- Written instruction: Locate the line containing "Tag the red motorcycle" in the data below. Reproduce it and every following line up to the end, exactly as given.

(Collection entries)
_ _ _ _ _ _ _
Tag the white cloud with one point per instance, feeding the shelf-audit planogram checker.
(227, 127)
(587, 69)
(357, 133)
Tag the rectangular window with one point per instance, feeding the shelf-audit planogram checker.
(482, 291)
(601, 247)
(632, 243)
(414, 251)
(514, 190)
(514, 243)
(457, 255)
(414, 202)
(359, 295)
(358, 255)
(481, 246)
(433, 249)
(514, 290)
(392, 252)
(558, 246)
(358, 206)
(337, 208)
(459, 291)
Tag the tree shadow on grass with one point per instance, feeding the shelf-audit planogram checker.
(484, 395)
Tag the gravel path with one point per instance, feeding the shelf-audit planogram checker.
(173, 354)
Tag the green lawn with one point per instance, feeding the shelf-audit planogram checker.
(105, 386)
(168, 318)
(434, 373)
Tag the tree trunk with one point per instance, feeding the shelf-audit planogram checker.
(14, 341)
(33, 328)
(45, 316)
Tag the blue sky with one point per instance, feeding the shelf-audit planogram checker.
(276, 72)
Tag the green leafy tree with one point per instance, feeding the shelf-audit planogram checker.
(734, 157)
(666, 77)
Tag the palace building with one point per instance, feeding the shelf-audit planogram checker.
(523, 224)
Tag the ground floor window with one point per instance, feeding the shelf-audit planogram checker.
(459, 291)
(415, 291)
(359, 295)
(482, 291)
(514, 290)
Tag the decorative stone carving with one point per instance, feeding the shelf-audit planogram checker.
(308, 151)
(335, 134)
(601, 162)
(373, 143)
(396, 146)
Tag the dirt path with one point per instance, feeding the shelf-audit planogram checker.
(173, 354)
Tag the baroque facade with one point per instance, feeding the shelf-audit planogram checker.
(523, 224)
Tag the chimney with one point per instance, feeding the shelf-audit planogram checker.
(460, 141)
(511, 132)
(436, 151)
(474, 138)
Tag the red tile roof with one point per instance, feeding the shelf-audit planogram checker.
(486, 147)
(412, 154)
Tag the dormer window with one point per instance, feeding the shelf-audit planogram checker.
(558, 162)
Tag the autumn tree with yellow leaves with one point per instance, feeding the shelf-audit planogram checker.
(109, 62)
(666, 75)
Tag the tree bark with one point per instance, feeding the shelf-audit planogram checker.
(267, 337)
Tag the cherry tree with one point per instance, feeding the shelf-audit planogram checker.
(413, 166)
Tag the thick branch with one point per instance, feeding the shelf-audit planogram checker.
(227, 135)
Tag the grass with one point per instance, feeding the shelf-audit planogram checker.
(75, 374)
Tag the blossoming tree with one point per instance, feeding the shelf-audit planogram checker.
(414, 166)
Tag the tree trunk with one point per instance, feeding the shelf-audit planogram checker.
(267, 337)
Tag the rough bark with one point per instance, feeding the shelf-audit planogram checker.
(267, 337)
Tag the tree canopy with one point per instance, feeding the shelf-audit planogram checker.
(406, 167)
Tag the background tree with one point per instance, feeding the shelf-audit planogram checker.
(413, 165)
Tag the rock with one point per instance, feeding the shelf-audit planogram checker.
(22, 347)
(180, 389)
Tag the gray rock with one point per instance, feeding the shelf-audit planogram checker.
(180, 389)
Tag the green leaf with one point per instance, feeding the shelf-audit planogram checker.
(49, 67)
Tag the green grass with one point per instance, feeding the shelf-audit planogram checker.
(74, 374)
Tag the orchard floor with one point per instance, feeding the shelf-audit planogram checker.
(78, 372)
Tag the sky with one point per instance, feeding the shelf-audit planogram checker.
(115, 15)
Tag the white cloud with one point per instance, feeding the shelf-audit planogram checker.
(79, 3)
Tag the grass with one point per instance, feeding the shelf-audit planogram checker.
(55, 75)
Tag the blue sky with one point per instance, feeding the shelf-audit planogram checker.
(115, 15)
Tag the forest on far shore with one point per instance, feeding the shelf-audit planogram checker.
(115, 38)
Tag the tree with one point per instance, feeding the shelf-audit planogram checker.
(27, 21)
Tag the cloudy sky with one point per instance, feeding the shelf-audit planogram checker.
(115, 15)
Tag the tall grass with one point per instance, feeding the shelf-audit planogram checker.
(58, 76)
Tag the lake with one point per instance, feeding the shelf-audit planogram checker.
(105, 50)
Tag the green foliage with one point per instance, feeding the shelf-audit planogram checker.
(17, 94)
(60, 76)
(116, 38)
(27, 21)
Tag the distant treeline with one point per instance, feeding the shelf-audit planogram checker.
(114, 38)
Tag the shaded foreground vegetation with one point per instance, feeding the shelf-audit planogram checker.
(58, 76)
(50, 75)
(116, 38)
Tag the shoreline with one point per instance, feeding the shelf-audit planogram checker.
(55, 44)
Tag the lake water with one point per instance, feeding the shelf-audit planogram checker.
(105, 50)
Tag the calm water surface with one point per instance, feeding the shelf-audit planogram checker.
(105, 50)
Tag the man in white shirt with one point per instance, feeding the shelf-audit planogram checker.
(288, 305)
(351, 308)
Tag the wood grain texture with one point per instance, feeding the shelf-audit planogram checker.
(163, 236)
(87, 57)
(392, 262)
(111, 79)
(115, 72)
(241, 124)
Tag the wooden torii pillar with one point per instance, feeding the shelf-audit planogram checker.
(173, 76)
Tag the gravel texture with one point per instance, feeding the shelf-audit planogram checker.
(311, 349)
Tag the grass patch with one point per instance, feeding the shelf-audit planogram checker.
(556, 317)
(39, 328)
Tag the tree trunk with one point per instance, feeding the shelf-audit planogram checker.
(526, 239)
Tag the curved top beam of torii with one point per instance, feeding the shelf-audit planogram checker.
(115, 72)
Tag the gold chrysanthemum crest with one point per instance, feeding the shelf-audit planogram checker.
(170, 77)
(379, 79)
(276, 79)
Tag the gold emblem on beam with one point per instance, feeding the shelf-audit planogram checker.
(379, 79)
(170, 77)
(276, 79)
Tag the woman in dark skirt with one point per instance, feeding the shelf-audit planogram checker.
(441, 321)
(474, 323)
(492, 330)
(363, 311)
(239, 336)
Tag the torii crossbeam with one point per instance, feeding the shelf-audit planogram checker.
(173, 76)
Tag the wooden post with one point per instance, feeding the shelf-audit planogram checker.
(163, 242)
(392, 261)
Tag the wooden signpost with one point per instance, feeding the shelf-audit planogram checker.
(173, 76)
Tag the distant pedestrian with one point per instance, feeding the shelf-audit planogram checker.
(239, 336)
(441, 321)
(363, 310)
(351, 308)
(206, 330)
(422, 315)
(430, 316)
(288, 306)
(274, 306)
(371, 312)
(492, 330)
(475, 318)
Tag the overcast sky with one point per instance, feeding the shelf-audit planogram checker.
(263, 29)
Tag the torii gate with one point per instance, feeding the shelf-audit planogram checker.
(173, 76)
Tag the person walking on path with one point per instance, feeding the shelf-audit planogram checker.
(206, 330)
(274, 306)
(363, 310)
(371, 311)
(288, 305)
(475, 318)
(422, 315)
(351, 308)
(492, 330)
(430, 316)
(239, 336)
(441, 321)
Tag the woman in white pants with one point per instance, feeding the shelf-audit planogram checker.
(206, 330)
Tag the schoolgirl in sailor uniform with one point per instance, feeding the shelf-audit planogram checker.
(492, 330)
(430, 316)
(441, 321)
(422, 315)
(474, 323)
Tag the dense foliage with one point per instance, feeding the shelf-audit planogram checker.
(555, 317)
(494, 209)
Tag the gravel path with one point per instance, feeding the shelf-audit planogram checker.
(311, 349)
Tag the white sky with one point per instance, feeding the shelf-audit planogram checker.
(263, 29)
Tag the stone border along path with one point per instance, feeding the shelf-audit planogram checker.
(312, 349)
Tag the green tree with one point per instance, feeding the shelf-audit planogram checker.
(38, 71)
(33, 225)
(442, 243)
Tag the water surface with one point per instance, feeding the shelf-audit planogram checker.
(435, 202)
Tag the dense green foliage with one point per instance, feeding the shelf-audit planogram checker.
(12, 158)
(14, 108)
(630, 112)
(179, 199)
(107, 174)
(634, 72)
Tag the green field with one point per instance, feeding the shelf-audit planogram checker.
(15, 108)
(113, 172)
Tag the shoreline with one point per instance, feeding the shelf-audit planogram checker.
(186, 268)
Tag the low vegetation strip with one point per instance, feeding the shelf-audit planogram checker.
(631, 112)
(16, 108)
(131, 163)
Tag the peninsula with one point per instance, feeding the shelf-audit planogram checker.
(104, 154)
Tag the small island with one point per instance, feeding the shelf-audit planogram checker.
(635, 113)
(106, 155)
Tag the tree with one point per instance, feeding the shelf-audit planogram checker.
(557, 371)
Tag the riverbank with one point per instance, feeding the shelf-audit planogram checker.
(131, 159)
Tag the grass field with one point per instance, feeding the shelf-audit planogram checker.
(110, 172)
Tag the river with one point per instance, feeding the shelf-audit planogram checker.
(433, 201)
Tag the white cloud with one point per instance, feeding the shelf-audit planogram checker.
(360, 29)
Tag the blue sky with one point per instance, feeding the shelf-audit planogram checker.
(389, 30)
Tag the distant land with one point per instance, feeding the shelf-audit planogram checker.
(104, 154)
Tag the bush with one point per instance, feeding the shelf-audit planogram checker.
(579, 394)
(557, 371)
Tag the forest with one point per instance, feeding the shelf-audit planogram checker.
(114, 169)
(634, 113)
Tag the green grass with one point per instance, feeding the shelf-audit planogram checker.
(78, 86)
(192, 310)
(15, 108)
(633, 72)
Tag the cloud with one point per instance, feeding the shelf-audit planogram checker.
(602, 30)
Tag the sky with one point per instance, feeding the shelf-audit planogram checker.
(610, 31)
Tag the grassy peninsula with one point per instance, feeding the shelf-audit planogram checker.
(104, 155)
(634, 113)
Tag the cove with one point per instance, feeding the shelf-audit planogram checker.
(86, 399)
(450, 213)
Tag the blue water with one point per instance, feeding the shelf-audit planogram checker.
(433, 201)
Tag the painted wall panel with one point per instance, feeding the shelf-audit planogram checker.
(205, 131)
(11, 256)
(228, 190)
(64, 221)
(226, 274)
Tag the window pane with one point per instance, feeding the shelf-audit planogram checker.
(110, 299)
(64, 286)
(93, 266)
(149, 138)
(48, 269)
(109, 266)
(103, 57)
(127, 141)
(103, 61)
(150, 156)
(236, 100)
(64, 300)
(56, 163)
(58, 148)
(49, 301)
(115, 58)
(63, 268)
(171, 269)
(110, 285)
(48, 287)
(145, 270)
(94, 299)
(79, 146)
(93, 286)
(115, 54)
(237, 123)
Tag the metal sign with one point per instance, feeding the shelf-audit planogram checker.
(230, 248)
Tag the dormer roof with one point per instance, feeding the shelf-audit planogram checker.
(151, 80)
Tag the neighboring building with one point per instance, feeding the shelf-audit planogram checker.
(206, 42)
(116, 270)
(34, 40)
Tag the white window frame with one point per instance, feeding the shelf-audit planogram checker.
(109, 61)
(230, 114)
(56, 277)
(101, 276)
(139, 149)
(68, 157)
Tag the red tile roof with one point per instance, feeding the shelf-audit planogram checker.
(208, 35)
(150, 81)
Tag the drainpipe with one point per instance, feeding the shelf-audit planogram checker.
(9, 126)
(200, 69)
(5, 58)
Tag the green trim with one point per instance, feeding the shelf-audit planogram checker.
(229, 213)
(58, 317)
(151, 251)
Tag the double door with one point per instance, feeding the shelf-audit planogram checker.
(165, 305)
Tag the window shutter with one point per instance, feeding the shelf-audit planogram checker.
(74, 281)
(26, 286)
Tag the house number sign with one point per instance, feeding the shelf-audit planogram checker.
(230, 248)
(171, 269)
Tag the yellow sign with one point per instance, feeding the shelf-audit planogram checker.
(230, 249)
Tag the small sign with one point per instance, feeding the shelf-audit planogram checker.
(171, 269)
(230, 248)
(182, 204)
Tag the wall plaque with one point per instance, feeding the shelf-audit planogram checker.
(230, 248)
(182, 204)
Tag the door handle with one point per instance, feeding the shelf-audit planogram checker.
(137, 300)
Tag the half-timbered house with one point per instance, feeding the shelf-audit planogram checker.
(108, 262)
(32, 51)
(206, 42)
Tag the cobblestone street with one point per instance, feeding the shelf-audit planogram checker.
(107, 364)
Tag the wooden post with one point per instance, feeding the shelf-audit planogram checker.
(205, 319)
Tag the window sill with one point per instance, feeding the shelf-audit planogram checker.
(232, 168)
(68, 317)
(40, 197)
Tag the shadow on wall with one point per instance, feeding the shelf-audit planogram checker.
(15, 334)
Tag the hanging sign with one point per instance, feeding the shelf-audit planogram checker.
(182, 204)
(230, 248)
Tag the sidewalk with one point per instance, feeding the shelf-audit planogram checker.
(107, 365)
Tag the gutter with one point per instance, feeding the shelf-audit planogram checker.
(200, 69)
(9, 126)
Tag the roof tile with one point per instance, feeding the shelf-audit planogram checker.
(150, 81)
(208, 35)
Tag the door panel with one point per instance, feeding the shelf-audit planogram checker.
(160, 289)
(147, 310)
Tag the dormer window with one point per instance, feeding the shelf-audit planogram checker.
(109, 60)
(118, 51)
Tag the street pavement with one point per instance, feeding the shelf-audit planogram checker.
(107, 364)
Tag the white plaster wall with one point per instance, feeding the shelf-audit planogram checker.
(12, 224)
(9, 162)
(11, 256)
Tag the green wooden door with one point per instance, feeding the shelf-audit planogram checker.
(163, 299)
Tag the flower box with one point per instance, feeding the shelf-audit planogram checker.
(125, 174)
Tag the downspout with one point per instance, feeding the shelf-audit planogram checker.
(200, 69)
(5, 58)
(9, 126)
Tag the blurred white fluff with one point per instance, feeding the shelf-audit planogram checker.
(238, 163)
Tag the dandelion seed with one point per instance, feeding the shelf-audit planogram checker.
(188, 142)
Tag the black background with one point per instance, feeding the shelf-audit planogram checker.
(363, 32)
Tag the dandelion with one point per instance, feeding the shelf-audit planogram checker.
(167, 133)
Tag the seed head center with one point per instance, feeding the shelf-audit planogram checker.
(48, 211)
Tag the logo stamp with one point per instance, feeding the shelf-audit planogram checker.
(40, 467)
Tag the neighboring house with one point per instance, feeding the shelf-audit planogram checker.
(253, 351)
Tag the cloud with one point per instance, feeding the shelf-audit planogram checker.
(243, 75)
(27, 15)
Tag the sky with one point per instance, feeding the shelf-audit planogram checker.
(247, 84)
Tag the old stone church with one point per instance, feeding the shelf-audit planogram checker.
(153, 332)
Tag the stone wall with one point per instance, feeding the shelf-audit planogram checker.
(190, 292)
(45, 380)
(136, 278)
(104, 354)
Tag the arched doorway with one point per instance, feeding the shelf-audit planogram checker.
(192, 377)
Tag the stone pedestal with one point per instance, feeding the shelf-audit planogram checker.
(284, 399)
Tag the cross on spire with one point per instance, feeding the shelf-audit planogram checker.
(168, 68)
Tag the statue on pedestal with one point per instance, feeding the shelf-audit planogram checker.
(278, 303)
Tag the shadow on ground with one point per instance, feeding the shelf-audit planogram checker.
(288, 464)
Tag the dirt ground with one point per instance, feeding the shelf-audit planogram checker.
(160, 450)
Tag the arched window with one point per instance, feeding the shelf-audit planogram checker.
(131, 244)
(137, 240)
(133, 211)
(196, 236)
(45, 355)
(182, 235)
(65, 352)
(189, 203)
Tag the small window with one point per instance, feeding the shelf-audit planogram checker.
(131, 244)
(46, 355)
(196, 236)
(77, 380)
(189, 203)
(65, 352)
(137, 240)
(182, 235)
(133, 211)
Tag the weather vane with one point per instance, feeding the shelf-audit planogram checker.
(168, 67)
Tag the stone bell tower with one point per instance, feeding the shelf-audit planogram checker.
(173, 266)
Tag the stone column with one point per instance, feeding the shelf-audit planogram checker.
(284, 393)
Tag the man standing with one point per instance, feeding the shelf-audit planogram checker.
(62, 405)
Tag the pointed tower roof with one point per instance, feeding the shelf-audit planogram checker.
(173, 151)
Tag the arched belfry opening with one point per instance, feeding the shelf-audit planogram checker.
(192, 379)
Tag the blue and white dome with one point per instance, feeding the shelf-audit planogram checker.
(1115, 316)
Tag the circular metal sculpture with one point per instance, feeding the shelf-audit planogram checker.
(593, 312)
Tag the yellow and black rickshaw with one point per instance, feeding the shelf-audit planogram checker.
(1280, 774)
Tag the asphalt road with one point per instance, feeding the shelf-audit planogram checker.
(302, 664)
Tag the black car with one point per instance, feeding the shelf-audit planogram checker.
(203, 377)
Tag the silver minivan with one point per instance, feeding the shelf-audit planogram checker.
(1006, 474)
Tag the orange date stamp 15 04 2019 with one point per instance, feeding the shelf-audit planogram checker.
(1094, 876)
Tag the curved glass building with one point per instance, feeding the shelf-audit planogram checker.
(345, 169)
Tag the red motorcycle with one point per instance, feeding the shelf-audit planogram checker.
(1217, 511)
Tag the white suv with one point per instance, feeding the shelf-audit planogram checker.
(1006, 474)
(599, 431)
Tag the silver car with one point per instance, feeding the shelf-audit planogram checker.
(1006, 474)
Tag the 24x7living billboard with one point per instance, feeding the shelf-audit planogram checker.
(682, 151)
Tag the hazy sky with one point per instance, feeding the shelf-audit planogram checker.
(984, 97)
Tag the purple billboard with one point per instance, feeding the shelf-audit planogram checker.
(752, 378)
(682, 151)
_ _ _ _ _ _ _
- Expected output:
Tag the red motorcycle with one point per instance, feeding the shelf-audit planogram checker.
(1217, 511)
Tag the white suv with one point per instance, feeding the shelf-audit planogram checker.
(1006, 474)
(599, 431)
Tag the silver car with one point per instance, feeding the shelf-audit planogram checker.
(1006, 474)
Tag the 24x7living billboard with one point per instance, feeding the shelf-audit planogram checker.
(682, 151)
Tag the hazy sky with one point per instance, feeding the shelf-audit planogram checker.
(984, 97)
Tag the purple billboard with one point per instance, feeding the shelf-audit planogram checker.
(752, 378)
(682, 151)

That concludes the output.